YOUR ASSIGNMENT: Lines in the following data that contain the string "centipede" are to be counted. Report only their number.

= Beginning of Section =

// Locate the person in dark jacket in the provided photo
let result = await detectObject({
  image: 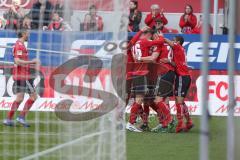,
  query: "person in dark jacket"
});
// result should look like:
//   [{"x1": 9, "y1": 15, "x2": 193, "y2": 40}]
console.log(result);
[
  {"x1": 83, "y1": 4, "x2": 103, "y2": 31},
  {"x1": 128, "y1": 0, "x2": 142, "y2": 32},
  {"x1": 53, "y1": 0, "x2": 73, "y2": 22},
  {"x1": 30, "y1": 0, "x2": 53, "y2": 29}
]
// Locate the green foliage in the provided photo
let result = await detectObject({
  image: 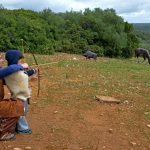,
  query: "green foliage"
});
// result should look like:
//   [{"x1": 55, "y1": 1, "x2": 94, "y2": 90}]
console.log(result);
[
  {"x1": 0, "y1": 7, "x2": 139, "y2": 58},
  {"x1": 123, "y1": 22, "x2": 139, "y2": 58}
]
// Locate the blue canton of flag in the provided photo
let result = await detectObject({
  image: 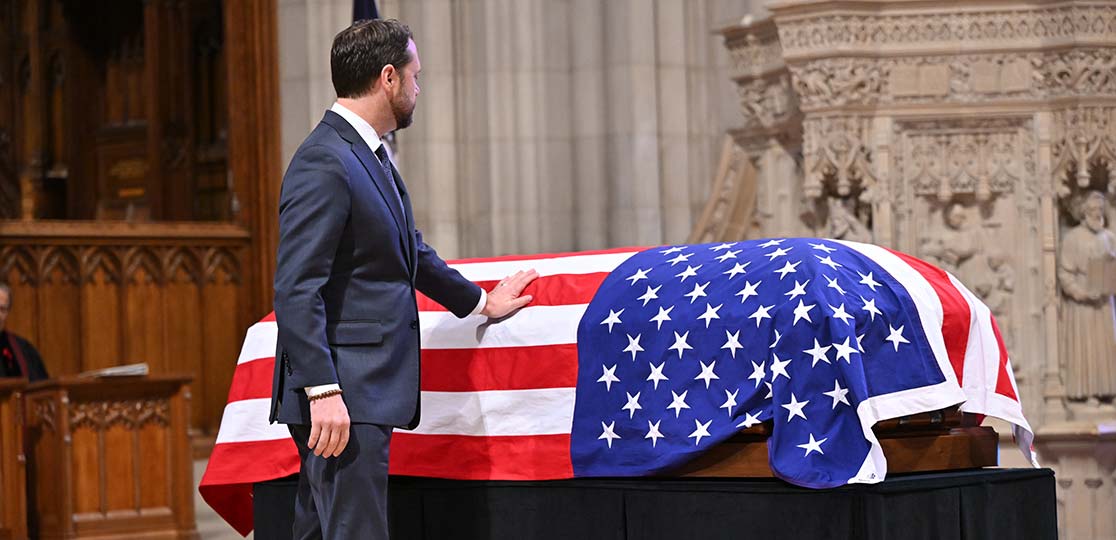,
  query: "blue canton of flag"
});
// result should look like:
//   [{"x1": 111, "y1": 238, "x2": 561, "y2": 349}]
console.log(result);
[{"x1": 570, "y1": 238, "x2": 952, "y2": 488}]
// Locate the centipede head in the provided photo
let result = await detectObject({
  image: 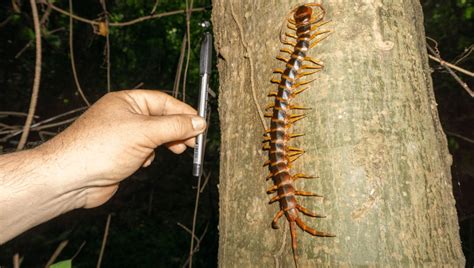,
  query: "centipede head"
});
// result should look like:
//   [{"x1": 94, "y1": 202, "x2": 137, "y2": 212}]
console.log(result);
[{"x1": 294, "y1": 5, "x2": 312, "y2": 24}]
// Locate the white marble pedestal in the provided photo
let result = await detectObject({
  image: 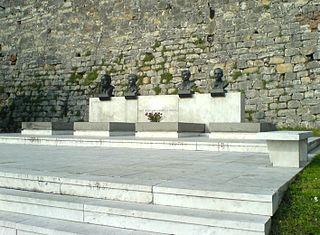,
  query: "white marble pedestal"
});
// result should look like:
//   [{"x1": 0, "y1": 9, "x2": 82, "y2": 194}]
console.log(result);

= End of Section =

ANSWER: 2